:: Your task ::
Quote word for word the portion of the post on Ted Kennedy's convention address that begins with the words "What I heard" and ends after the words "anyone else behind.".

** Opening Document passage block **

Tuesday, August 26, 2008

Save the Date: Saturday, September 20

Ted Kennedy Addresses the DNC

Battling brain cancer (with the best health care the U.S. has to offer) Senator Kennedy rose to the occasion as he has so many times before, just not that time at Chappaquiddick.

I listened. He was telling his life story, perhaps for the last time.

What I heard was a man who has dedicated his life to making health care accessible for everyone, who has raised the minimum wage, who said “straight against gay” in a nationally televised speech and meant that there was no difference in what human rights each should have. I heard a man who left a woman to drown and has since been unable to leave anyone else behind.

Is it true that we make mistakes that amount to personal atrocities and then we either try to repair the damage or deny that it happened on our watch? I think a man with brain cancer who has been under chemo and radiation for weeks to show up in front of millions of people risking his own fragile health is a man still atoning. He cannot leave anyone behind again.

** Closing Document passage block **
** Opening Data segment block **

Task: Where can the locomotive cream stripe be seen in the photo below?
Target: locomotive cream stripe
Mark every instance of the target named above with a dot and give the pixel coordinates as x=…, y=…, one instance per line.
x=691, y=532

** Closing Data segment block **

:: Your response ::
What I heard was a man who has dedicated his life to making health care accessible for everyone, who has raised the minimum wage, who said “straight against gay” in a nationally televised speech and meant that there was no difference in what human rights each should have. I heard a man who left a woman to drown and has since been unable to leave anyone else behind.